[[ DATA SHOWN open ]]

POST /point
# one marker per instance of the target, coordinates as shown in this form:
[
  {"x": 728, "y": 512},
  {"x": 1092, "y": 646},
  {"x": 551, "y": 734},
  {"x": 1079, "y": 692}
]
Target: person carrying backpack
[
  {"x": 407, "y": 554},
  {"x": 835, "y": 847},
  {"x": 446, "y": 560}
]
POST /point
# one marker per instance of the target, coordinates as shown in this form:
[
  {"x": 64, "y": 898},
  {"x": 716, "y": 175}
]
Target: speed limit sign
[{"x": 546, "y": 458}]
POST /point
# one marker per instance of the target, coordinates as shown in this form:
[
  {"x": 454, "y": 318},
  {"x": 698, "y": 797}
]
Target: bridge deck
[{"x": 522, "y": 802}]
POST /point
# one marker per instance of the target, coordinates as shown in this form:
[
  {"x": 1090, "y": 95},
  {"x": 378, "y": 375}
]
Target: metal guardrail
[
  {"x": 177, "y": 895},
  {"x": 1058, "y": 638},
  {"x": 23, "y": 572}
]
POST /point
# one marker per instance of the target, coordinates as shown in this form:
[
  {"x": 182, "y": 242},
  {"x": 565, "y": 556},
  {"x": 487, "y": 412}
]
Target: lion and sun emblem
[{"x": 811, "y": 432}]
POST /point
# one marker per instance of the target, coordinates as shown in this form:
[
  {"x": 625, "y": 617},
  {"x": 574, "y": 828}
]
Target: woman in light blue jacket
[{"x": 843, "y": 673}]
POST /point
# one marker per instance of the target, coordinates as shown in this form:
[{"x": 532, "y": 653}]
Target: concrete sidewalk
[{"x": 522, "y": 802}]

[[ DATA SHOWN closed ]]

**WHAT THE TASK ASKS**
Would you please reproduce the entries above word for word?

**REPLY TO THE EXERCISE**
POST /point
# one marker per instance of the target, coordinates as shown in this form:
[
  {"x": 728, "y": 512},
  {"x": 1092, "y": 646},
  {"x": 551, "y": 734},
  {"x": 1079, "y": 692}
]
Target: person carrying backpack
[
  {"x": 407, "y": 554},
  {"x": 835, "y": 847},
  {"x": 446, "y": 560}
]
POST /point
# one marker per instance of the target, coordinates as shown in this form:
[
  {"x": 64, "y": 898},
  {"x": 716, "y": 175}
]
Target: speed limit sign
[{"x": 546, "y": 458}]
POST /point
# one marker per instance of the target, coordinates as shown in this form:
[
  {"x": 454, "y": 318},
  {"x": 698, "y": 797}
]
Target: bridge deck
[{"x": 522, "y": 802}]
POST /point
# one marker per instance of the target, coordinates as shown in this form:
[
  {"x": 1090, "y": 95},
  {"x": 378, "y": 375}
]
Target: metal guardrail
[
  {"x": 177, "y": 895},
  {"x": 1058, "y": 638},
  {"x": 23, "y": 572}
]
POST /point
# one marker per instance of the target, coordinates as shown in this form:
[
  {"x": 182, "y": 242},
  {"x": 565, "y": 556},
  {"x": 487, "y": 412}
]
Target: lion and sun emblem
[{"x": 811, "y": 432}]
POST /point
# one marker per instance of the target, coordinates as shown in this form:
[
  {"x": 625, "y": 617},
  {"x": 574, "y": 828}
]
Target: woman in light blue jacket
[{"x": 843, "y": 673}]
POST /point
# one marker per instance of the target, coordinates as shown in this form:
[{"x": 532, "y": 653}]
Target: concrete sidewalk
[{"x": 522, "y": 802}]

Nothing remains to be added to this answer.